▶ _Record excerpts_
+---+

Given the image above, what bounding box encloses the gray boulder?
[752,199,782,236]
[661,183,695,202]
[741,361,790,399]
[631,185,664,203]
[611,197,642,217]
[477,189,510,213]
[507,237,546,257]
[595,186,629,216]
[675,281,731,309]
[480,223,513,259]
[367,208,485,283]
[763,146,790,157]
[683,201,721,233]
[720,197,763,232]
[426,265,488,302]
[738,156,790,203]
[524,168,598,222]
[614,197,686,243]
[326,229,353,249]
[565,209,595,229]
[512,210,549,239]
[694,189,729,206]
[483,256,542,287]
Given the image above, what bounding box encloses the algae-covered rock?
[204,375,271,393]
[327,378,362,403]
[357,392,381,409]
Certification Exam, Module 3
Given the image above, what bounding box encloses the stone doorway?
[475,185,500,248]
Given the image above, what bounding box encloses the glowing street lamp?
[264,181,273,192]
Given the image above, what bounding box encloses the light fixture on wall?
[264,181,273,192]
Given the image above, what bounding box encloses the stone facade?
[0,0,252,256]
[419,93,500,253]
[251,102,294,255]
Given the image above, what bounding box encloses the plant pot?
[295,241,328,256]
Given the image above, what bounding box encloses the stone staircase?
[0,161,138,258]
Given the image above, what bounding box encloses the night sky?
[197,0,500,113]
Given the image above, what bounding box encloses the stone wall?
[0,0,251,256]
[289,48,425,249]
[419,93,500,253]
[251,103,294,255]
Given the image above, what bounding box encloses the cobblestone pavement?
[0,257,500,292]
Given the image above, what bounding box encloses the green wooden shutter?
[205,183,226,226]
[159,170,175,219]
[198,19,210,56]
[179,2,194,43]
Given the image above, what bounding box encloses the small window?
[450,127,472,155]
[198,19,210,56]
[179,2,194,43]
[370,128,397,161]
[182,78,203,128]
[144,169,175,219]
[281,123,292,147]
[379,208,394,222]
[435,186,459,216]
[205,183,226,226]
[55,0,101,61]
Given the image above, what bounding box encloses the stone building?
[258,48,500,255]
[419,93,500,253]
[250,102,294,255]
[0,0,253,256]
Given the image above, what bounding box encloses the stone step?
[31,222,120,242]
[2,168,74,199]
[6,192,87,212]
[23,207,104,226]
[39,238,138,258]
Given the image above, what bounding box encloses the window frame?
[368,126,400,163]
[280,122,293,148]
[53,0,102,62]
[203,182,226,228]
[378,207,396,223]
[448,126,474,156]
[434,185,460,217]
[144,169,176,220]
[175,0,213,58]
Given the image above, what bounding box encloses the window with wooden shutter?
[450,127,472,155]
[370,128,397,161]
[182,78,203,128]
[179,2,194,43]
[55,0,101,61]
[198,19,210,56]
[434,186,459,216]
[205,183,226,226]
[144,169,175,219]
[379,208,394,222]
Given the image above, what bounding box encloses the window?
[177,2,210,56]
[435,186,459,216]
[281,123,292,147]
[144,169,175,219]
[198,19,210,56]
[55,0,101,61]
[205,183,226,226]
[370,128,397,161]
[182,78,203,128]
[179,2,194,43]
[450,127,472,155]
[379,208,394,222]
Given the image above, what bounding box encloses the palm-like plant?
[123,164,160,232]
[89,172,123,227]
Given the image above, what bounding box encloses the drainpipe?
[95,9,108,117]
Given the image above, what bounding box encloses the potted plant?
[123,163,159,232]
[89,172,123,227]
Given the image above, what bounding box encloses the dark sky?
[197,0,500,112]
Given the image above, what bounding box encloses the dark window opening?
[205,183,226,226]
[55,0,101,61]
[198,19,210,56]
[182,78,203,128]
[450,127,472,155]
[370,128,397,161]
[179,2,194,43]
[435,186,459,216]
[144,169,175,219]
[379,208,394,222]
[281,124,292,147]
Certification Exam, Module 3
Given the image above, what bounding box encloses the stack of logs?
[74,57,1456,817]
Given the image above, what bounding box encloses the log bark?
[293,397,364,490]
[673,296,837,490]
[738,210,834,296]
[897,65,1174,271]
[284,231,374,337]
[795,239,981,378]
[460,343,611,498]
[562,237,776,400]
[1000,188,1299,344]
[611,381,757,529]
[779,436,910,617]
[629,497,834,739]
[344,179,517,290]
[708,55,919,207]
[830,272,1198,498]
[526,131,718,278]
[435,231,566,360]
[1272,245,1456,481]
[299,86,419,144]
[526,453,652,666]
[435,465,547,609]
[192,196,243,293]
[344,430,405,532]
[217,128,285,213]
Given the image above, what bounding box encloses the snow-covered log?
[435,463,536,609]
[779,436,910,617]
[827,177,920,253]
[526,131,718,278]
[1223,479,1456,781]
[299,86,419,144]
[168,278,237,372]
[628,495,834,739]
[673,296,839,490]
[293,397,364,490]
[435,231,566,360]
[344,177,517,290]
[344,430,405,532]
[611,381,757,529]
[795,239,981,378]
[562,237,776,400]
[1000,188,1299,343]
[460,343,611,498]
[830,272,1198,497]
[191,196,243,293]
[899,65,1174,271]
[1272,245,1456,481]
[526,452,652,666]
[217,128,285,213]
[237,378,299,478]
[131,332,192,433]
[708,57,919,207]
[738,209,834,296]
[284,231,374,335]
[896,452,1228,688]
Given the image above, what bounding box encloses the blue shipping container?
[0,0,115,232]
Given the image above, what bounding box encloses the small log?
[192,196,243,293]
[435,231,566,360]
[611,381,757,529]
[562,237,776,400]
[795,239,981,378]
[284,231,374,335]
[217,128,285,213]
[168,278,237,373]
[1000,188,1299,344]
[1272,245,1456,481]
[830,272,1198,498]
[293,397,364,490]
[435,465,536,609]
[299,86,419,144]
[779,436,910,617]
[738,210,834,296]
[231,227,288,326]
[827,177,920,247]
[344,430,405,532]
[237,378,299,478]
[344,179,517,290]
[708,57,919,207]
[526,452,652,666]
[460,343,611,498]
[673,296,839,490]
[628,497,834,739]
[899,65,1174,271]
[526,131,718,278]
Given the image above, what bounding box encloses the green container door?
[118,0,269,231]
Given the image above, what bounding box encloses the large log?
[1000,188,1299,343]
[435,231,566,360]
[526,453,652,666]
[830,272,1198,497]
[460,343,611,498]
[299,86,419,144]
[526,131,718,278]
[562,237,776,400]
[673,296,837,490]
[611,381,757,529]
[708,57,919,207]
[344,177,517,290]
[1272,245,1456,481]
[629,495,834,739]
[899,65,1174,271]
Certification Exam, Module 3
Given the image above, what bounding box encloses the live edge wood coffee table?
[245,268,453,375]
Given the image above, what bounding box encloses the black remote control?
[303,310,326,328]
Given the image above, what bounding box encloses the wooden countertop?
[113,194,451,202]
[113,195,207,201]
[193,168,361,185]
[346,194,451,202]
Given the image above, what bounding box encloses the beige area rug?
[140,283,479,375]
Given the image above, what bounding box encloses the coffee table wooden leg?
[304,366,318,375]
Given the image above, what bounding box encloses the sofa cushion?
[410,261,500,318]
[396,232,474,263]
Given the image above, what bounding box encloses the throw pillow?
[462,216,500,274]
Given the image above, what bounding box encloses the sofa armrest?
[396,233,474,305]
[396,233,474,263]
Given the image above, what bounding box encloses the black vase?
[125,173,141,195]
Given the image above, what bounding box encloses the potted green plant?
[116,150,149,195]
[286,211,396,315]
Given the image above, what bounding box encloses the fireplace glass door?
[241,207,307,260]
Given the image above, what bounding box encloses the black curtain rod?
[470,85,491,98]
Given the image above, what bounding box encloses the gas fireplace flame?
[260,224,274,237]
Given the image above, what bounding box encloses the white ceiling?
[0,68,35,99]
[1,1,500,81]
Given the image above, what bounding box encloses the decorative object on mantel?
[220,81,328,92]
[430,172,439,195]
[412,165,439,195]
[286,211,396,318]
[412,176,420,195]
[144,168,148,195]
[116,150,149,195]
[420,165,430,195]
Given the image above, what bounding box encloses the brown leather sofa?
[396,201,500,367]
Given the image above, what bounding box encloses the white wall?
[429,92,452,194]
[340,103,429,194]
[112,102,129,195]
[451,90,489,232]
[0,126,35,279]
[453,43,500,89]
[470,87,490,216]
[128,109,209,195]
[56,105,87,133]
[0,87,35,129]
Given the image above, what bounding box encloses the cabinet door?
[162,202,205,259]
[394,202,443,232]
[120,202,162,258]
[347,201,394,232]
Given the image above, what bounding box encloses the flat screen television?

+---+

Repeat the rows verbatim, beginning with the line that contains "the stone step?" and ending after the line that contains "[39,238,138,258]".

Given the image above, what bounding box encloses the stone step?
[31,222,120,242]
[2,168,74,199]
[6,192,87,212]
[23,207,104,226]
[39,238,138,258]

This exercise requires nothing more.